## What is expected
Copy the data word for word, keeping every line.

Referring expression grounding data

▬▬▬▬▬▬

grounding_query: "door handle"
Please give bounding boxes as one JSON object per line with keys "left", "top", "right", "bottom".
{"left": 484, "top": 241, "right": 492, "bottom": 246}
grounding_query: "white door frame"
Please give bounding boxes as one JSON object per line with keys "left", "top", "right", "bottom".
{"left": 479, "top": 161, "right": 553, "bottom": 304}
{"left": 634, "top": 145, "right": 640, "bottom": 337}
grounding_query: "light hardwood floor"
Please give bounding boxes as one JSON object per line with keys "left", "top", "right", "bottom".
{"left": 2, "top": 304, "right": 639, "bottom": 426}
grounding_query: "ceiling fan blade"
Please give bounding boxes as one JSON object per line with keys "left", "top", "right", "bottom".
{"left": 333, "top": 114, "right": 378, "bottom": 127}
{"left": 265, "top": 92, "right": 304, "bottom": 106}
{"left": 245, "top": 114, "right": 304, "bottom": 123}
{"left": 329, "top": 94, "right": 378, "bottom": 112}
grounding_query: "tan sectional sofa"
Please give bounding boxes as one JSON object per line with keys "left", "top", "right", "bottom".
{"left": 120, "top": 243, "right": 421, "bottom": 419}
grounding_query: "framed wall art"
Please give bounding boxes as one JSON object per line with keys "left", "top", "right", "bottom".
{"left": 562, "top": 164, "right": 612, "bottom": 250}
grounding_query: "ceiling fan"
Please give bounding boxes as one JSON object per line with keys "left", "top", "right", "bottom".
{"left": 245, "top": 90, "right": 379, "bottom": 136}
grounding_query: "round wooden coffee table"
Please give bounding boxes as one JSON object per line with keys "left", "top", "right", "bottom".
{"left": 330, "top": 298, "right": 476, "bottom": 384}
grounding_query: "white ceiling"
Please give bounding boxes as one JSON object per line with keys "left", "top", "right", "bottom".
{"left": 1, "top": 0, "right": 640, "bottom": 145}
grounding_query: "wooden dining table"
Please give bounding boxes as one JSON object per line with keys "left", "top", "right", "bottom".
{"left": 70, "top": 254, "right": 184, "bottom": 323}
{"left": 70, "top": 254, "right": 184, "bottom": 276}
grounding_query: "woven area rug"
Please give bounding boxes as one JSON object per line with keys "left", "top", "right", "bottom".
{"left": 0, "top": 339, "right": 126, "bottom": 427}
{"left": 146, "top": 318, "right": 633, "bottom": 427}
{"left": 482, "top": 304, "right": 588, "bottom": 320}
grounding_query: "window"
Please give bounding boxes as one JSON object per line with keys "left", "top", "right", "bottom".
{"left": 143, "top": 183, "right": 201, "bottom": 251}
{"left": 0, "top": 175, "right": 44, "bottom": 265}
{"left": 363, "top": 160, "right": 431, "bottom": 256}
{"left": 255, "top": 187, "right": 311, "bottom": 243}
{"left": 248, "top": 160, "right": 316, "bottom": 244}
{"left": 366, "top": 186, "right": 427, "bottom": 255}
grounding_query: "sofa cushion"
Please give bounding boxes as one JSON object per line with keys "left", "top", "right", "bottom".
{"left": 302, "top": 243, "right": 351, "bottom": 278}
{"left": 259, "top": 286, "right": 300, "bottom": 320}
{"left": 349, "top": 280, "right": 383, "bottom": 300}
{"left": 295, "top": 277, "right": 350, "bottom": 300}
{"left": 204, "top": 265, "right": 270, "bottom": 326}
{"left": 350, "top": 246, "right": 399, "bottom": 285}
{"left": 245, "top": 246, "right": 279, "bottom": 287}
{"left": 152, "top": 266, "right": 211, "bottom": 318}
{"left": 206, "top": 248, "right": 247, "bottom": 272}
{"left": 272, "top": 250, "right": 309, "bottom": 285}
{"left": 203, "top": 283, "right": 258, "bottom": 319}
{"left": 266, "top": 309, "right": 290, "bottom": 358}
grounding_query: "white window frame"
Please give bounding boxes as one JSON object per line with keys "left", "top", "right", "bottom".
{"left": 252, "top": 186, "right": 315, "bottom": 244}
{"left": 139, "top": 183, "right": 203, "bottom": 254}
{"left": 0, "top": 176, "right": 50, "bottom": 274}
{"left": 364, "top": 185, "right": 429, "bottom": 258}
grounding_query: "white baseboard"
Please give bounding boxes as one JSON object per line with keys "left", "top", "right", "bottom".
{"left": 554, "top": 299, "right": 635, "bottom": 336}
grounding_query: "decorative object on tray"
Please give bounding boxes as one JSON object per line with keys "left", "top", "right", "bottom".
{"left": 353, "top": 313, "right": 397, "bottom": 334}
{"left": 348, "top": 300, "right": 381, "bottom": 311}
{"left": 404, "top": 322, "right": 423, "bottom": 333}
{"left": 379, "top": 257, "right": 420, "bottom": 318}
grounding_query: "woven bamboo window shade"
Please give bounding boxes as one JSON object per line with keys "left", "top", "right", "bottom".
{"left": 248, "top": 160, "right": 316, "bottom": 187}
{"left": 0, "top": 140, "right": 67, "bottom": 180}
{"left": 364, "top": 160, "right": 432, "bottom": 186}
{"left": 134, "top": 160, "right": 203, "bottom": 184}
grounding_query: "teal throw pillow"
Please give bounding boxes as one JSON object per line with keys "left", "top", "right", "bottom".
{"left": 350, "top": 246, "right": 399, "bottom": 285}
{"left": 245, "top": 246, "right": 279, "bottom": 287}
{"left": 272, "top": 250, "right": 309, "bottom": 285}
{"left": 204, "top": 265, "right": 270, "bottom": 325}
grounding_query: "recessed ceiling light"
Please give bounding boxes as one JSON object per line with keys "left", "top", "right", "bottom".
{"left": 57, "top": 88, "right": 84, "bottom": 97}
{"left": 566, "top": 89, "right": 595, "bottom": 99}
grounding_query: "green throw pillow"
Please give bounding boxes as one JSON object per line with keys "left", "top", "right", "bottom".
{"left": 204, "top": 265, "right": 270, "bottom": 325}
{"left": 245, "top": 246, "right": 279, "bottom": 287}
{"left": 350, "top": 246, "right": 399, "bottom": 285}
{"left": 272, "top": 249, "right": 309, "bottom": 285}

▬▬▬▬▬▬

## Task response
grounding_query: "door handle"
Please give bounding boxes as one JSON object per line with keys "left", "top", "right", "bottom".
{"left": 484, "top": 241, "right": 492, "bottom": 246}
grounding_query: "white door frame"
Please give bounding boxes as one JSON object per line with keys "left", "top", "right", "bottom".
{"left": 479, "top": 161, "right": 553, "bottom": 304}
{"left": 634, "top": 145, "right": 640, "bottom": 337}
grounding_query: "light hardwood floor"
Please give bounding boxes as one JSON object per line with keys "left", "top", "right", "bottom".
{"left": 2, "top": 304, "right": 639, "bottom": 426}
grounding_query: "ceiling fan blade"
Please give bounding boxes as one JSON object per line with keys "left", "top", "right", "bottom".
{"left": 333, "top": 114, "right": 378, "bottom": 127}
{"left": 265, "top": 92, "right": 304, "bottom": 106}
{"left": 245, "top": 114, "right": 304, "bottom": 123}
{"left": 329, "top": 94, "right": 378, "bottom": 112}
grounding_query: "tan sectional sofa"
Please give bounding boxes as one JSON object per line with keys "left", "top", "right", "bottom".
{"left": 120, "top": 243, "right": 421, "bottom": 419}
grounding_query: "framed wall art"
Please give bounding boxes as one JSON object per line with keys "left", "top", "right", "bottom".
{"left": 562, "top": 164, "right": 612, "bottom": 250}
grounding_query: "ceiling fan"
Please give bounding boxes as one JSON object per line with keys "left", "top", "right", "bottom".
{"left": 245, "top": 90, "right": 379, "bottom": 136}
grounding_query: "round wooden coffee table"
Please give bounding boxes as one JSON object per line with keys "left", "top", "right", "bottom".
{"left": 330, "top": 298, "right": 476, "bottom": 384}
grounding_query: "white ceiling"
Please give bounding boxes as one JSON object per line with keys "left", "top", "right", "bottom".
{"left": 1, "top": 0, "right": 640, "bottom": 145}
grounding_query: "wooden dining table"
Please give bounding boxes as one JSON object per line with keys "left", "top", "right", "bottom".
{"left": 70, "top": 254, "right": 184, "bottom": 323}
{"left": 70, "top": 254, "right": 184, "bottom": 276}
grounding_query: "woven area rug"
Please give bounding boxes as one JSON object per line with keys "left", "top", "right", "bottom".
{"left": 0, "top": 339, "right": 126, "bottom": 427}
{"left": 146, "top": 318, "right": 633, "bottom": 427}
{"left": 482, "top": 304, "right": 588, "bottom": 320}
grounding_query: "window"
Please give bounding boxes as one JSON object per line with keys "left", "top", "right", "bottom".
{"left": 143, "top": 183, "right": 201, "bottom": 251}
{"left": 0, "top": 175, "right": 44, "bottom": 265}
{"left": 363, "top": 160, "right": 431, "bottom": 256}
{"left": 255, "top": 187, "right": 311, "bottom": 243}
{"left": 248, "top": 160, "right": 316, "bottom": 244}
{"left": 366, "top": 186, "right": 427, "bottom": 255}
grounding_query: "sofa cushion"
Please give bounding boxes as one JSON object per line with keys "left", "top", "right", "bottom".
{"left": 302, "top": 243, "right": 351, "bottom": 278}
{"left": 259, "top": 286, "right": 300, "bottom": 320}
{"left": 349, "top": 280, "right": 383, "bottom": 300}
{"left": 295, "top": 277, "right": 350, "bottom": 300}
{"left": 204, "top": 265, "right": 270, "bottom": 326}
{"left": 350, "top": 246, "right": 399, "bottom": 285}
{"left": 245, "top": 246, "right": 279, "bottom": 287}
{"left": 152, "top": 266, "right": 211, "bottom": 318}
{"left": 206, "top": 248, "right": 247, "bottom": 272}
{"left": 272, "top": 250, "right": 309, "bottom": 285}
{"left": 203, "top": 283, "right": 258, "bottom": 319}
{"left": 266, "top": 309, "right": 290, "bottom": 358}
grounding_query: "white window frame"
Please give bounding boxes as one JSON object per line with keys "left", "top", "right", "bottom".
{"left": 252, "top": 186, "right": 315, "bottom": 244}
{"left": 139, "top": 183, "right": 203, "bottom": 254}
{"left": 0, "top": 176, "right": 50, "bottom": 274}
{"left": 364, "top": 185, "right": 429, "bottom": 258}
grounding_query: "white baseboard"
Please give bounding boxes as one JSON object per line with keys "left", "top", "right", "bottom".
{"left": 554, "top": 299, "right": 635, "bottom": 336}
grounding_query: "decorative object on tray"
Please give bounding boxes as one JSON object per line with keys "left", "top", "right", "bottom".
{"left": 353, "top": 313, "right": 397, "bottom": 334}
{"left": 348, "top": 300, "right": 381, "bottom": 311}
{"left": 404, "top": 322, "right": 423, "bottom": 333}
{"left": 379, "top": 257, "right": 420, "bottom": 318}
grounding_query: "woven bamboo window shade"
Please give bounding boxes as one JSON object per line with keys "left", "top", "right", "bottom".
{"left": 248, "top": 160, "right": 316, "bottom": 187}
{"left": 0, "top": 140, "right": 67, "bottom": 180}
{"left": 364, "top": 160, "right": 432, "bottom": 186}
{"left": 134, "top": 160, "right": 203, "bottom": 184}
grounding_query: "teal throw pillow"
Please give bounding boxes as one JSON object per line with keys "left", "top", "right", "bottom".
{"left": 350, "top": 246, "right": 399, "bottom": 285}
{"left": 245, "top": 246, "right": 279, "bottom": 287}
{"left": 272, "top": 250, "right": 309, "bottom": 285}
{"left": 204, "top": 265, "right": 270, "bottom": 325}
grounding_query: "recessed ceiling light"
Please give bounding boxes as one JSON object per line with keys "left", "top", "right", "bottom".
{"left": 57, "top": 88, "right": 84, "bottom": 97}
{"left": 566, "top": 89, "right": 595, "bottom": 99}
grounding_query: "green throw pillow"
Please give bounding boxes as one JSON object per line with keys "left", "top", "right", "bottom".
{"left": 204, "top": 265, "right": 270, "bottom": 325}
{"left": 245, "top": 246, "right": 279, "bottom": 287}
{"left": 350, "top": 246, "right": 399, "bottom": 285}
{"left": 272, "top": 249, "right": 309, "bottom": 285}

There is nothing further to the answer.